Exercise: Find every line in the data below that contains the string "brush" and copy each of those lines.
======
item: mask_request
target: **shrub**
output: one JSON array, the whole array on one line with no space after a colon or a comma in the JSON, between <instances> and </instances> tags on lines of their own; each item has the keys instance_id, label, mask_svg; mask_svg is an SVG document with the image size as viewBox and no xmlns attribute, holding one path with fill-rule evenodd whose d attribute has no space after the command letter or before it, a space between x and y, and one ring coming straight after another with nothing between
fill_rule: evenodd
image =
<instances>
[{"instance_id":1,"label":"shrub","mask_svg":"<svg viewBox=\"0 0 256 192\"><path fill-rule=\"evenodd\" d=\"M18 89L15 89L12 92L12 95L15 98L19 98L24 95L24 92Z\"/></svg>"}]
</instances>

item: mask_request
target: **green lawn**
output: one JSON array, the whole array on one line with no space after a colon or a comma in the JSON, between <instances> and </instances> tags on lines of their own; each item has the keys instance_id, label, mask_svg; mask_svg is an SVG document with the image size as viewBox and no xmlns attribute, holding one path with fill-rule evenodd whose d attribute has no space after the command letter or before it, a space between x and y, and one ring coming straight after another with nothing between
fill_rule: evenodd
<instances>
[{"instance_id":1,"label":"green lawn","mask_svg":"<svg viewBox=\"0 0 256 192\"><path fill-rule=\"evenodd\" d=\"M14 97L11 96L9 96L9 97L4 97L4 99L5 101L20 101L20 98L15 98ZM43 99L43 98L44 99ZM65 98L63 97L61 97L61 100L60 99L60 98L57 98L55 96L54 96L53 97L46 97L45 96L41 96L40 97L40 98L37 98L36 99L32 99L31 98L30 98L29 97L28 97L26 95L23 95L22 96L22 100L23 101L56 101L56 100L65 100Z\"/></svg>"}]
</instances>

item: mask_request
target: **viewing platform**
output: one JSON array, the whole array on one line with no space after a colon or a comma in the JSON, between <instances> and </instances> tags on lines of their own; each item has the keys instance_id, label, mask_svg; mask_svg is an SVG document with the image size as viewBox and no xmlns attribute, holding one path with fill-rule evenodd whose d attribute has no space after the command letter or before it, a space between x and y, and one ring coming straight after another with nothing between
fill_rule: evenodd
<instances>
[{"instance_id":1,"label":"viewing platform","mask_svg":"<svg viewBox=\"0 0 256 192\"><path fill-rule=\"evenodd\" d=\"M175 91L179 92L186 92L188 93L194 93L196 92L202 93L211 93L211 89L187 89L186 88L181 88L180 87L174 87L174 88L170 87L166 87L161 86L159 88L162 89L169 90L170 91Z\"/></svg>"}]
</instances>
======
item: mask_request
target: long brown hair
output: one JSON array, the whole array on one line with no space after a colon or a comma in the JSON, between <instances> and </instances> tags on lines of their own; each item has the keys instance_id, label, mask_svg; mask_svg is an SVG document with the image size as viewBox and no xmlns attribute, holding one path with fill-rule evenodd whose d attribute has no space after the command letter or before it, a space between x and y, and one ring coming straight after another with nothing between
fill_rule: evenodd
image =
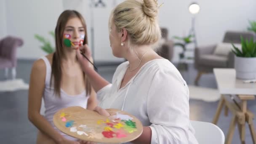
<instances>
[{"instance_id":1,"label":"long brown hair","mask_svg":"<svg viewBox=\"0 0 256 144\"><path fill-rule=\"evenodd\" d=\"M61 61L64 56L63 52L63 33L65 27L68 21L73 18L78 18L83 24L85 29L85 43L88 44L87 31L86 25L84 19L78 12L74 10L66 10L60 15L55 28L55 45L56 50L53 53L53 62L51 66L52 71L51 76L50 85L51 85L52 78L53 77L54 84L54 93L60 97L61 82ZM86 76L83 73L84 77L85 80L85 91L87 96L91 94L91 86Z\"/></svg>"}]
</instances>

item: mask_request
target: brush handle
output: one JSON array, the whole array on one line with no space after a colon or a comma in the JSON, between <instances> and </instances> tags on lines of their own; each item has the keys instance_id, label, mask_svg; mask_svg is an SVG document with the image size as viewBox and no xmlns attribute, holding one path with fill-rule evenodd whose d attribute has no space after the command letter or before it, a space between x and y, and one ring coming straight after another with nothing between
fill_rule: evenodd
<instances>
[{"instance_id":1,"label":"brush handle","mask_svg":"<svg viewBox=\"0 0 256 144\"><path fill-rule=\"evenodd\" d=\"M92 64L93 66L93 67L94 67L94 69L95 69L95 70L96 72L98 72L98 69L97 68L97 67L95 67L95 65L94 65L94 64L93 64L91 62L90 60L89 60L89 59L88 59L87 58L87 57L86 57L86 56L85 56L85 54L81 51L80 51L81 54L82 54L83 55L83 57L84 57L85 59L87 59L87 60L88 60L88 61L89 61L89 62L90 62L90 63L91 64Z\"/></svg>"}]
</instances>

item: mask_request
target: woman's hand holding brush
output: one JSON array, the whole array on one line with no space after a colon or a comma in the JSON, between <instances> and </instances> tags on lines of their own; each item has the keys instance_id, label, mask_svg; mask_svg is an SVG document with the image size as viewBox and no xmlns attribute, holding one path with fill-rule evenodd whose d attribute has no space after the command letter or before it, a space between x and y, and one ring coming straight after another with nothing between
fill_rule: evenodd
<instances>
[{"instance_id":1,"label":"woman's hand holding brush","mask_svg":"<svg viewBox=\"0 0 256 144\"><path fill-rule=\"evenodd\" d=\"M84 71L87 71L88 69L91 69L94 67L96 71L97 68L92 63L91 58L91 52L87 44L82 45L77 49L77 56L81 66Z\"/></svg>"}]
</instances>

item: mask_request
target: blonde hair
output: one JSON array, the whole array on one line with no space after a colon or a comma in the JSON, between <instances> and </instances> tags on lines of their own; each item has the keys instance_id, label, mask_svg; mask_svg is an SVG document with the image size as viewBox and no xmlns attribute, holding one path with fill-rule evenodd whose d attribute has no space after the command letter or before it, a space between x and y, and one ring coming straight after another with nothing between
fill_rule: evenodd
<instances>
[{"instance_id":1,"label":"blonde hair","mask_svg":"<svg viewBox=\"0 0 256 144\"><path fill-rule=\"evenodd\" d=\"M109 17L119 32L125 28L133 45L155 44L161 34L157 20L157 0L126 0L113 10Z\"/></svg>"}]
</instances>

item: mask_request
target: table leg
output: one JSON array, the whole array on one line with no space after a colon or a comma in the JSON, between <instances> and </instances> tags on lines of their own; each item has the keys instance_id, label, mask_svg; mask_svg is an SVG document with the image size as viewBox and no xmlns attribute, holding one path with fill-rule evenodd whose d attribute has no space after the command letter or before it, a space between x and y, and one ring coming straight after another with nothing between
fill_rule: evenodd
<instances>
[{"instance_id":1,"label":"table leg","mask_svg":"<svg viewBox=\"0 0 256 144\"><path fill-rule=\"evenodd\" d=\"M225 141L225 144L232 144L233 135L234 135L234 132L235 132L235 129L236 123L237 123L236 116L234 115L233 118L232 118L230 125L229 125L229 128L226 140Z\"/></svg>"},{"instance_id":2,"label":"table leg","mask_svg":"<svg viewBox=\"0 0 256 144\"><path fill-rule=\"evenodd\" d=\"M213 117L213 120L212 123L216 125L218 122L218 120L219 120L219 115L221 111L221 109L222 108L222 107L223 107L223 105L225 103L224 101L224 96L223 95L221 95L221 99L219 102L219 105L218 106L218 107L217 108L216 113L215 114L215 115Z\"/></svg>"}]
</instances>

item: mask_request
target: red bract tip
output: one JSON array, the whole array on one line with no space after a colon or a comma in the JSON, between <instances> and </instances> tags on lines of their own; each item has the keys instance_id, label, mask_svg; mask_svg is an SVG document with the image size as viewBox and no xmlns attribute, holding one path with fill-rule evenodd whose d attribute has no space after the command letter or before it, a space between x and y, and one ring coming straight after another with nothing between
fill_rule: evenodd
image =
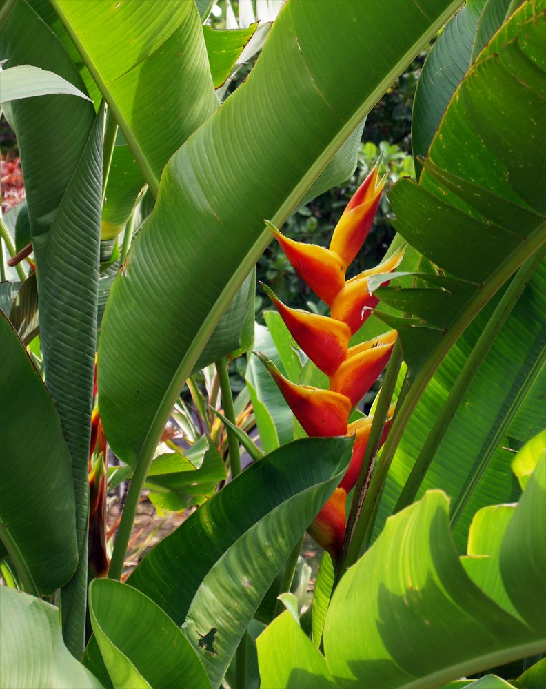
======
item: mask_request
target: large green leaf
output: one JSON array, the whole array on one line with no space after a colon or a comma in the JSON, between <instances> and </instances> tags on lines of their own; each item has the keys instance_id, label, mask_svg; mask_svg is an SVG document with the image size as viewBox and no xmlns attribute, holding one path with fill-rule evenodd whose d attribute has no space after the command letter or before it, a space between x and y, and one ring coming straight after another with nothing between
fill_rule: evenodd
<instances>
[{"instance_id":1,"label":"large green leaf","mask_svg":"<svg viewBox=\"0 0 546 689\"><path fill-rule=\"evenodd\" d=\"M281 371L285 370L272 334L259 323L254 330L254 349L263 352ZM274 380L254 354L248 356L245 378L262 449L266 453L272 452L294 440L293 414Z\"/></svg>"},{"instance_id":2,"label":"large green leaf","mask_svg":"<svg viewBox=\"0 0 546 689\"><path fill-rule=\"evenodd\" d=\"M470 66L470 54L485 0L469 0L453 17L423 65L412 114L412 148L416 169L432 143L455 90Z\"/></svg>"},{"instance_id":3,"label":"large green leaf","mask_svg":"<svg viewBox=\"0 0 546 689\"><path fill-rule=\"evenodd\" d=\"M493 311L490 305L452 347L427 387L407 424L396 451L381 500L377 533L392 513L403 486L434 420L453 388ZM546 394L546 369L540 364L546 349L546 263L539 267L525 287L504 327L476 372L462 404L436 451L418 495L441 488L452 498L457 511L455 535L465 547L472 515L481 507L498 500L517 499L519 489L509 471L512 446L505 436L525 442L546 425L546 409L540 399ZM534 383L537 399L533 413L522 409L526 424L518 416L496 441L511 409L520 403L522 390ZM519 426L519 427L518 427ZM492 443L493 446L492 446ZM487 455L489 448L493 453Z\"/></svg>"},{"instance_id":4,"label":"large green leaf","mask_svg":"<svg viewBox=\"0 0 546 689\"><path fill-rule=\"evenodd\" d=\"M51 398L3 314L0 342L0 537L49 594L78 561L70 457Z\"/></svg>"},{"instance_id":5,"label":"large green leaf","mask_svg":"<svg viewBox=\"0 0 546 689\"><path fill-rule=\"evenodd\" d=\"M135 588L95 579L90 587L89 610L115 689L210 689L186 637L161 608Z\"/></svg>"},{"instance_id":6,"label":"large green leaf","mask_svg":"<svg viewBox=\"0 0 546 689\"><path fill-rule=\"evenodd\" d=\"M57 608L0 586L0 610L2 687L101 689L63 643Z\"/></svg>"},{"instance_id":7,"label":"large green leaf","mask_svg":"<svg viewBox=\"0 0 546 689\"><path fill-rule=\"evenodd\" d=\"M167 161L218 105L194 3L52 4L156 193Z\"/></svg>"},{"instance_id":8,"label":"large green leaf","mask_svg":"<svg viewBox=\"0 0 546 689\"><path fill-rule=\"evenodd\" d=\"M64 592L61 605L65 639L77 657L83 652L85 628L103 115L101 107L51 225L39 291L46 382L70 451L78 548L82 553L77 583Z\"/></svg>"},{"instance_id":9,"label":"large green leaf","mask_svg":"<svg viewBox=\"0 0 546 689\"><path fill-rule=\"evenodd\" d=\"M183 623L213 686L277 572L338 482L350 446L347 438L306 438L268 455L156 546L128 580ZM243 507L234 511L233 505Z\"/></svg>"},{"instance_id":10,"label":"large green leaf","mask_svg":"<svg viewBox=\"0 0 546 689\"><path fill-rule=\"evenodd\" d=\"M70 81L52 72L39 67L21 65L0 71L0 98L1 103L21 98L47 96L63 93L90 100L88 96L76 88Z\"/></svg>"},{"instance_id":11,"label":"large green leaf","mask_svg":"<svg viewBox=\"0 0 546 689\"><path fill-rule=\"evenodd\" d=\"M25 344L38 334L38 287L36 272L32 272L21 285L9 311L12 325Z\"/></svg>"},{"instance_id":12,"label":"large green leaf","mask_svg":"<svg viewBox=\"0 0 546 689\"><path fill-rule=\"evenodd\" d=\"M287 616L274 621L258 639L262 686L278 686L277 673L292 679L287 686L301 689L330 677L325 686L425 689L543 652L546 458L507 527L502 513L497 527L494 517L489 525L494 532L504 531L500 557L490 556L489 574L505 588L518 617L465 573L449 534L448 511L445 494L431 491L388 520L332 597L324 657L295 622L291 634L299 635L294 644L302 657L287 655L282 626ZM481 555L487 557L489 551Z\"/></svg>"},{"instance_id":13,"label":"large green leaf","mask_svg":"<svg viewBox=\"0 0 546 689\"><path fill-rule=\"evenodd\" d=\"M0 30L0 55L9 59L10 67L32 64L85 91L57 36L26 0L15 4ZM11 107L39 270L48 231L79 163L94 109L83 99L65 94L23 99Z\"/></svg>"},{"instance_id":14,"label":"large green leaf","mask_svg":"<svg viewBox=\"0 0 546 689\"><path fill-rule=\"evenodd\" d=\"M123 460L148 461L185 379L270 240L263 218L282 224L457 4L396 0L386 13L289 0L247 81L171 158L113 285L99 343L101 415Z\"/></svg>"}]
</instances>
======
In response:
target: brush handle
[{"instance_id":1,"label":"brush handle","mask_svg":"<svg viewBox=\"0 0 256 144\"><path fill-rule=\"evenodd\" d=\"M92 64L93 66L93 67L94 67L94 69L95 69L95 70L96 72L98 72L98 69L97 68L97 67L95 67L95 65L94 65L94 64L93 64L91 62L90 60L89 60L89 59L88 59L87 58L87 57L86 57L86 56L85 56L85 54L81 51L80 51L81 54L82 54L83 55L83 57L84 57L85 59L87 59L87 60L88 60L88 61L89 61L89 62L90 62L90 63L91 64Z\"/></svg>"}]
target: woman's hand holding brush
[{"instance_id":1,"label":"woman's hand holding brush","mask_svg":"<svg viewBox=\"0 0 256 144\"><path fill-rule=\"evenodd\" d=\"M84 71L87 71L88 69L91 69L94 67L96 71L97 68L92 63L91 58L91 52L87 44L82 45L77 49L77 56L81 66Z\"/></svg>"}]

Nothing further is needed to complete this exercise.